> **Übungsaufgaben**:
1/ Von wem stammt laut dem Wochenrückblick zum Internet das Netzvideo der Woche?
2/ Setze den Wochenrückblick zum Internet nach seinem letzten Satz fort.

Rassismus, Landesverrat, Philippinen oder kurz: Das Internet der Woche

Der engagierte Kommentar einer Fernsehmoderatorin wurde zum Video der Woche, eine Anklage beschäftigt inzwischen nicht nur das Netz sondern auch die deutsche Regierung, eine Crowdfunding-Aktion lief etwas aus dem Ruder und einen prominenten Todesfall gab es vergangene Woche auch in diesem Internetz.

Der engagierte Kommentar einer Fernsehmoderatorin wurde zum Video der Woche, eine Anklage beschäftigt inzwischen nicht nur das Netz sondern auch die deutsche Regierung, eine Crowdfunding-Aktion lief etwas aus dem Ruder und einen prominenten Todesfall gab es vergangene Woche auch in diesem Internetz.

Das Netzvideo der Woche ist eines, das man ganz oben in den YouTube-Charts nicht unbedingt erwartet hätte. Es enthält keine poppigen Inhalte, keinen Hoax und keine Blödelei. Und es stammt auch nicht von einem der bekannten YouTube-Stars, sondern von einem etablierten Fernsehkanal.

> **Rohdaten**:
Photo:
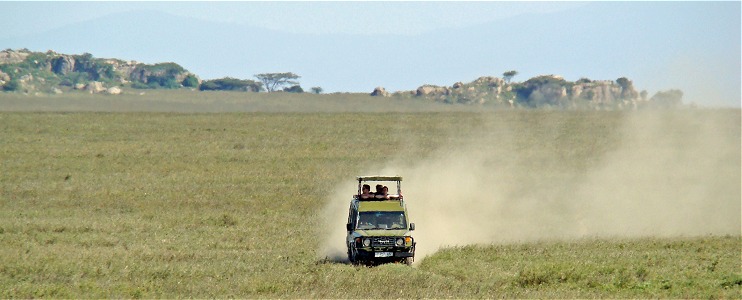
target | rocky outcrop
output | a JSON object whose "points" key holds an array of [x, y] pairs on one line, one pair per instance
{"points": [[9, 56], [95, 87], [380, 92], [540, 91], [63, 64], [432, 90]]}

> **Lösungen**:
1/ Von einem etablierten Fernsehkanal.

2/
Am vergangenen Mittwoch gab Anja Reschke (NDR) in den «tagesthemen» ein starkes Statement gegen Rassismus im Netz ab. «Wenn ich jetzt hier öffentlich sage, Deutschland solle auch Wirtschaftsflüchtlinge aufnehmen, was glauben Sie, was dann passiert?», begann sie ihre Rede. Das sei nur eine Meinung und die könne man sagen. Theoretisch. Praktisch würde sie eine Flut von Hasskommentaren auslösen, die teilweise sogar unter Klarnamen geäussert werden.

Das, befand sie, seien eben nicht nur Worte, die man ignorieren könne. Mit Apellen wie «Mund aufmachen, Haltung zeigen!», forderte sie in ihrem Kommentar die Zuschauer dazu auf, Rassismus und Hass im Netz nicht länger zu tolerieren, sondern aktiv dagegen Stellung zu nehmen. Das Video wurde dadurch in der vergangenen Woche zu einem der meistgeteilten Inhalte im deutschsprachigen Internet.

Leg dich nicht mit dem Internet an

Wohl knapp nach diesem hier: Bereits Anfang der Woche sorgte der Hashtag #landesverrat für Aufsehen. Der Grund: die Anklage des deutschen Staats gegen zwei Blogger des Blogs «netzpolitik.org» die in ihrem Blog geheime Dokumente veröffentlicht haben sollen.

Vollkommen absurd: Der Generalbundesanwalt startet Ermittlungen wegen Landesverrat gegen uns und die Bundesregierung…

Posted by netzpolitik.org on Donnerstag, 30. Juli 2015

Ob das so ist, ist noch nicht endgültig geklärt. Inhaltlich geht es dabei es um Pläne des deutschen Verfassungsschutzes, eine neue Gruppe für die Internetüberwachung aufzustellen, was den beiden Bloggern wohl durch Mitarbeiter des Verfassungsschutzes zugetragen wurde.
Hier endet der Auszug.